Please give an exact transcription of the records shown below.

###

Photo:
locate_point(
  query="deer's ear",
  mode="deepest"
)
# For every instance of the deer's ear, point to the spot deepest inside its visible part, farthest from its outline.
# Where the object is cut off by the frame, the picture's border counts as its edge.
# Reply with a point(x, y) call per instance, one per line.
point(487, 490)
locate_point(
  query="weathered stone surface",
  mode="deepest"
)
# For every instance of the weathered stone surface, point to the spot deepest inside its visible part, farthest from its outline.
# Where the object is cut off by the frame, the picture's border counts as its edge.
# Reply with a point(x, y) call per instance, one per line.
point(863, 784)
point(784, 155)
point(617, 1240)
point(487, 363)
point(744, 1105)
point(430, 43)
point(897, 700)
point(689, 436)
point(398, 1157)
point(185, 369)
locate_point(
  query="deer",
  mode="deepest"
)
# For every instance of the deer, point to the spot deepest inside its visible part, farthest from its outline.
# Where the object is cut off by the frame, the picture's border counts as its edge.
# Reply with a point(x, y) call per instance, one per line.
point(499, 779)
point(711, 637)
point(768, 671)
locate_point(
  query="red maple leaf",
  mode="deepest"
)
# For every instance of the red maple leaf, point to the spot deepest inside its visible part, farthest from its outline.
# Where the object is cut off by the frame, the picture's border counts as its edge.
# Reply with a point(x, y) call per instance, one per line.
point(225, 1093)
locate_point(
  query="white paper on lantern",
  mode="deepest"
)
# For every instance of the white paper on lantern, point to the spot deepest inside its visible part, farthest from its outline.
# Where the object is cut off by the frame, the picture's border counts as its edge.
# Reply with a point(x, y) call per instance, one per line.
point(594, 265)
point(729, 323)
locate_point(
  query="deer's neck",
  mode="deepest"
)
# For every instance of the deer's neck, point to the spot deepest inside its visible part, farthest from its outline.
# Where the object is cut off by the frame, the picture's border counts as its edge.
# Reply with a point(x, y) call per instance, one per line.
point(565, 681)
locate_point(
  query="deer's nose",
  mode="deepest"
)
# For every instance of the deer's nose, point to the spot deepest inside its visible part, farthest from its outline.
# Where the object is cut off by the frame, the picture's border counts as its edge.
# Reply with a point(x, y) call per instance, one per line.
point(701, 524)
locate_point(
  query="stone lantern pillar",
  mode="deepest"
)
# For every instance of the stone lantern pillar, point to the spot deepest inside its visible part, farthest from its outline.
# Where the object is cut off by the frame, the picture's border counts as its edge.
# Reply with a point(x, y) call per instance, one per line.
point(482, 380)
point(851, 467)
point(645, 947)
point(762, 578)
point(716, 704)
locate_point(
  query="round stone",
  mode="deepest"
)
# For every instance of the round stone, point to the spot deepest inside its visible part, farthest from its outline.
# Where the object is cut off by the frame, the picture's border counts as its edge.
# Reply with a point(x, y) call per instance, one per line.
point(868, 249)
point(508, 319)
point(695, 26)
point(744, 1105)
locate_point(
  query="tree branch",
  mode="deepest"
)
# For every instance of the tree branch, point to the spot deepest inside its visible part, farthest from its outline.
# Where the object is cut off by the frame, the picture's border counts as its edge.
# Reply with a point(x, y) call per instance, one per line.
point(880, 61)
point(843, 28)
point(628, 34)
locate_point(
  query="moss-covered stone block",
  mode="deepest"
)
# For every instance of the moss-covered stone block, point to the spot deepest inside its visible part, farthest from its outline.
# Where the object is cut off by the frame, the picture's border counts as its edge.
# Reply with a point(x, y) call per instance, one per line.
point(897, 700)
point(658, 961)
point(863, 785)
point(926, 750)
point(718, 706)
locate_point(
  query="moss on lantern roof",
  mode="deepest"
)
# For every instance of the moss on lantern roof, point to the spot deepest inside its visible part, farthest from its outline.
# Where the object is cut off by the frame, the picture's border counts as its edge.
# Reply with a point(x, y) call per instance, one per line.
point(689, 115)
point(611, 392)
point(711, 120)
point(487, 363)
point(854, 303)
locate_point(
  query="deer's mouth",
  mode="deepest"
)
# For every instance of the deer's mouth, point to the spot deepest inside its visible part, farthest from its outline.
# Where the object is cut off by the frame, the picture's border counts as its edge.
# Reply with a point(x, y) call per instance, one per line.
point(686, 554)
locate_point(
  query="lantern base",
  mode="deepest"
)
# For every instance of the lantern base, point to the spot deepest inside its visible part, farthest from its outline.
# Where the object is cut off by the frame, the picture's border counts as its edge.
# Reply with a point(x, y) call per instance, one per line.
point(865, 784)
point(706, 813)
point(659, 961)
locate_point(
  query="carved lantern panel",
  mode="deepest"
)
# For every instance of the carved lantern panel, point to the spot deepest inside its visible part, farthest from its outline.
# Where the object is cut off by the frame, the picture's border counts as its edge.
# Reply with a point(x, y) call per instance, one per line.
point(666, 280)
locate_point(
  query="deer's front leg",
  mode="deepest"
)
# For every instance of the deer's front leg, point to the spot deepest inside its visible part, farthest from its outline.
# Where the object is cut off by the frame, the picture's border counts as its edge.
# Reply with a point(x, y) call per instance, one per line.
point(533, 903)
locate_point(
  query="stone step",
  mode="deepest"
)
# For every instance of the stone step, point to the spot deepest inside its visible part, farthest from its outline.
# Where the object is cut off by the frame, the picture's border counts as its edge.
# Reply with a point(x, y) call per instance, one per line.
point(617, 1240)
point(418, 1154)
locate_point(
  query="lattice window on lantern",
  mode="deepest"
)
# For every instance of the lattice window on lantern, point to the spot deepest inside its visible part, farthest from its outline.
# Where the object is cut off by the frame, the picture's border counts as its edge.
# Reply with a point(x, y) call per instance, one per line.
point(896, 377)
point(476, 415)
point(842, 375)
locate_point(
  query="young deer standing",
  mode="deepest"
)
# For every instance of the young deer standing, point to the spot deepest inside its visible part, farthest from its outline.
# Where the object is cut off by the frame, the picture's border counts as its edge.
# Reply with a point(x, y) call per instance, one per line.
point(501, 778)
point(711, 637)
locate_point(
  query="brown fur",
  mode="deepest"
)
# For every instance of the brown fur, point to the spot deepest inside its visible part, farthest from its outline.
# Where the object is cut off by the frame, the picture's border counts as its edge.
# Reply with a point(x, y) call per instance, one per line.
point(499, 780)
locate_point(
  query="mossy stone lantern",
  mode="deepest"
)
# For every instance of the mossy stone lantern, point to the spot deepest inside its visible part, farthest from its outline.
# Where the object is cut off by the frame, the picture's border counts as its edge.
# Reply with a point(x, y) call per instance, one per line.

###

» **Solution to this task**
Photo:
locate_point(
  query="deer's ear",
  mode="deepest"
)
# For every instance of the deer's ear, point to the spot deepest inside its visible part, farthest from its outline.
# Where the object is cut off by the frame, the picture's border counts as its edge.
# Reply with a point(x, y) call per instance, one per line.
point(487, 490)
locate_point(
  query="weathered stone surface",
  mode="deepest"
)
# For every instance of the weathered stone surface, point to the spot deepest inside its visible part, farthest from its outline.
# Where the object is cut off by the frame, the picture's border counts as its edge.
# Reply with a point(x, y) call per instance, one per line.
point(863, 784)
point(784, 155)
point(617, 1240)
point(487, 363)
point(744, 1105)
point(430, 43)
point(897, 700)
point(689, 436)
point(398, 1157)
point(185, 369)
locate_point(
  query="deer",
  mode="deepest"
)
# For every instance of the deer, point to the spot deepest inside its visible part, farthest from its outline.
# Where the object is cut off by the frame, the picture's border counts as its edge.
# Reply with a point(x, y) call per instance, one per line.
point(499, 779)
point(711, 637)
point(768, 671)
locate_point(
  query="red maple leaf",
  mode="deepest"
)
# For every instance of the red maple leaf, point to the spot deepest inside its visible part, farthest from its outline.
# Where the object is cut off by the frame, the picture's border counts as its edge.
# Reply with a point(x, y) call per instance, one per line.
point(225, 1093)
locate_point(
  query="white paper on lantern",
  mode="deepest"
)
# For every instance of the white paper on lantern, point to the spot deepest inside its visible part, farthest from its outline.
# Where the object is cut off by the frame, the picture's border counts as its edge.
# Reply with a point(x, y) call per instance, one per line.
point(594, 265)
point(729, 323)
locate_point(
  query="deer's neck",
  mode="deepest"
)
# For every instance of the deer's neck, point to the spot deepest inside its visible part, farthest from its outline.
# Where the object is cut off by the frame, the picture's border counts as its edge.
# Reply with a point(x, y) call per instance, one per line.
point(565, 681)
locate_point(
  query="deer's nose",
  mode="deepest"
)
# For every instance of the deer's nose, point to the spot deepest inside its visible part, farthest from its outline.
# Where the object is cut off by the frame, the picture's border counts as its edge.
# Reply with a point(x, y) call per instance, one per line.
point(701, 524)
locate_point(
  query="stone lantern pillar",
  mode="deepest"
)
# For every instance of the stone lantern pillar, point to the spot deepest inside its visible part, farthest from its outline.
# Where the object is cut off by the frame, the picture's border counts as its edge.
# Reply with a point(x, y) call per instance, one per line.
point(482, 380)
point(851, 467)
point(645, 947)
point(762, 578)
point(716, 704)
locate_point(
  query="round stone",
  mode="deepest"
)
# For every instance of the round stone, point to the spot deepest inside its visible part, farthest from its outline.
# Where the object is cut off by the frame, the picture's border counts as its edge.
# Reply with a point(x, y) call per instance, one per line.
point(868, 249)
point(508, 319)
point(695, 26)
point(744, 1105)
locate_point(
  query="tree branch",
  mode="deepest"
)
# For every instance of the tree branch, point to the spot deepest inside its visible part, farthest from its outline.
# Where the object is cut off by the frame, the picture's border counts as its edge.
# Reply with a point(x, y) call per instance, one per line.
point(880, 61)
point(843, 28)
point(628, 34)
locate_point(
  query="moss-covered stone block",
  mode="deepest"
)
# For every instance of the moss-covered stone block, point to the spot deepest inside its visible part, farthest from its outline.
# Where the object is cut off by the frame, the picture's border counts as its edge.
# Reply with a point(x, y) call per instance, one per line.
point(897, 700)
point(658, 961)
point(863, 785)
point(926, 750)
point(718, 706)
locate_point(
  query="moss on lantern roof",
  mode="deepest"
)
# For every instance of the moss on lantern roof, point to the spot deepest inside its visible part, farthest from its outline.
# Where the object is cut off by the frame, the picture's border counts as its edge.
# Reply with a point(x, y) call per instance, one per line.
point(689, 115)
point(611, 392)
point(711, 120)
point(487, 363)
point(854, 303)
locate_point(
  query="deer's mouth",
  mode="deepest"
)
# For every instance of the deer's mouth, point to the spot deepest inside its visible part, farthest from its outline.
# Where the object is cut off by the frame, the picture's border counts as its edge.
# Reply with a point(x, y) call per instance, one per line.
point(686, 554)
locate_point(
  query="lantern base",
  mode="deepest"
)
# For every instance of the lantern base, point to the spot deepest inside its visible part, farthest from its outline.
# Where the object is cut off by the frame, the picture's border counts as its edge.
# Reply with a point(x, y) call per instance, one per line.
point(865, 784)
point(706, 813)
point(659, 961)
locate_point(
  query="carved lantern panel",
  mode="deepest"
)
# For every instance of the carved lantern panel, point to the spot deepest inside its visible part, farthest from its outline.
# Where the object is cut off by the frame, the picture's border counts as its edge.
# Reply with a point(x, y) call per instance, one per line.
point(666, 280)
locate_point(
  query="deer's front leg",
  mode="deepest"
)
# For every instance of the deer's front leg, point to the spot deepest inside its visible part, farthest from its outline.
# Where the object is cut off by the frame, the picture's border counts as its edge.
# Reply with a point(x, y) call per instance, one per line.
point(533, 903)
locate_point(
  query="stone step",
  mode="deepest"
)
# For every instance of the stone step, point to the spot deepest inside its visible part, farthest from its outline.
# Where the object is cut off by the frame, the picture's border counts as its edge.
# Reply with a point(x, y) call per instance, one per line.
point(617, 1240)
point(418, 1154)
locate_point(
  query="lattice window on lantern",
  mode="deepest"
)
# For every instance of the lattice window on lantern, point to the spot deepest inside its visible part, farthest from its outline.
# Where the object is cut off by the frame, the picture's border counts as its edge.
# Reply with a point(x, y) call per instance, one per line.
point(896, 377)
point(476, 415)
point(842, 375)
locate_point(
  query="young deer standing",
  mode="deepest"
)
# For every instance of the young deer standing, point to the spot deepest inside its visible part, farthest from its outline.
# Where the object is cut off by the frame, the picture's border counts as its edge.
# Reply with a point(x, y) call per instance, one per line.
point(501, 778)
point(711, 637)
locate_point(
  query="brown fur",
  mode="deepest"
)
# For every instance of the brown fur, point to the spot deepest inside its visible part, farthest from its outline.
# Where the object is cut off by the frame, the picture's border counts as its edge.
# Reply with a point(x, y) call per instance, one per line.
point(499, 780)
locate_point(
  query="mossy stone lantern",
  mode="deepest"
)
# For every instance of the mossy stone lantern, point to the spot deepest inside its visible part, farthest from its outline.
# Where the object is cut off by the frame, the picture's border counts as its edge.
# Reply with a point(x, y) call per instance, one per line.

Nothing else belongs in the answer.